_Segmentation mask data_
[Start of section]
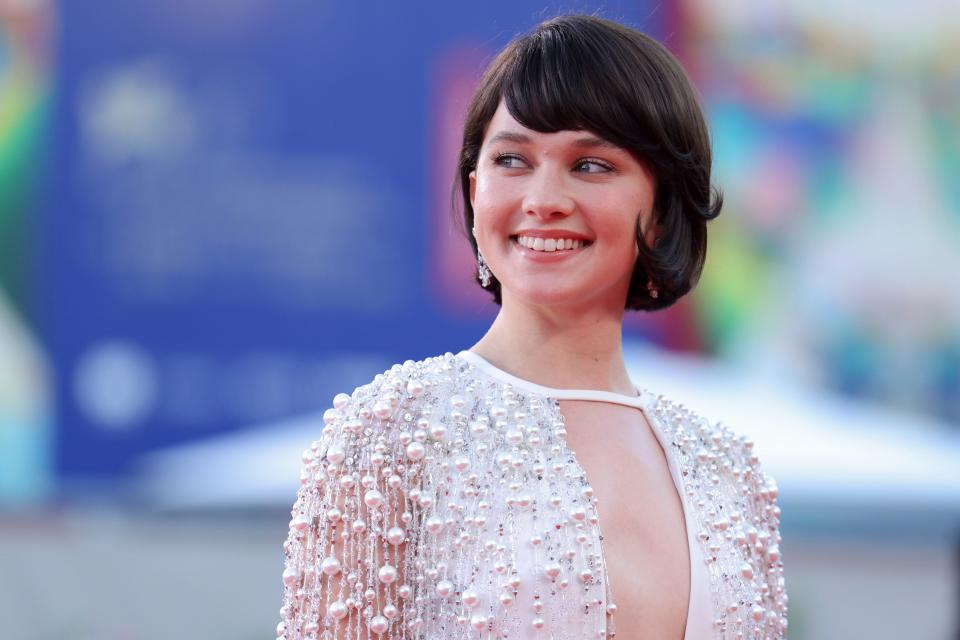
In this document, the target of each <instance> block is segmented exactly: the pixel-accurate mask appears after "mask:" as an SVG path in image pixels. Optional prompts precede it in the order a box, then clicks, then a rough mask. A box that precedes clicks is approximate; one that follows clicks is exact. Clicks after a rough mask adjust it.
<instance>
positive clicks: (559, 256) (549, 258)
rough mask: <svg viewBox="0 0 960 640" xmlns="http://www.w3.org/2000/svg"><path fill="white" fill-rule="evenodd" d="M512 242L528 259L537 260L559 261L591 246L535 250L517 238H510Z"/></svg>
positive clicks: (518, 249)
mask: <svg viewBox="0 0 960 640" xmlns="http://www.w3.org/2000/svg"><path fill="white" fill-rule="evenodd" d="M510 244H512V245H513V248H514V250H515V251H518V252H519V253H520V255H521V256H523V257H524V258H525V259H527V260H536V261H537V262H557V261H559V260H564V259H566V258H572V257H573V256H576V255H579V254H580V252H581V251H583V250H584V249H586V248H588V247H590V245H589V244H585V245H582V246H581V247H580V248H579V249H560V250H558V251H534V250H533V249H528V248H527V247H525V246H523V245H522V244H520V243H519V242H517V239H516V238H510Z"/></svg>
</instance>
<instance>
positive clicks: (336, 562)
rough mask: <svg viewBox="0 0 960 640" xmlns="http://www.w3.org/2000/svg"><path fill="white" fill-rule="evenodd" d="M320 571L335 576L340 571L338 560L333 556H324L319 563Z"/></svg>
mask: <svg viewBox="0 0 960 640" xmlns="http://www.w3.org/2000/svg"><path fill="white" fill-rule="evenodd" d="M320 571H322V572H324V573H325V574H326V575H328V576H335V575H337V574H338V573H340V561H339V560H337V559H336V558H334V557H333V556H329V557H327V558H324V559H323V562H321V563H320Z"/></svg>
[End of section]
_THE TASK_
What is needed is an exact retyping of every line from the one containing "</instance>" through the final line of the entries, and only those lines.

_ANSWER TO THIS TASK_
</instance>
<instance>
positive clicks: (336, 562)
rough mask: <svg viewBox="0 0 960 640" xmlns="http://www.w3.org/2000/svg"><path fill="white" fill-rule="evenodd" d="M320 571L335 576L340 571L338 560L333 556H324L319 563Z"/></svg>
mask: <svg viewBox="0 0 960 640" xmlns="http://www.w3.org/2000/svg"><path fill="white" fill-rule="evenodd" d="M320 571H322V572H324V573H325V574H326V575H328V576H335V575H337V574H338V573H340V561H339V560H337V559H336V558H334V557H333V556H329V557H327V558H324V559H323V562H321V563H320Z"/></svg>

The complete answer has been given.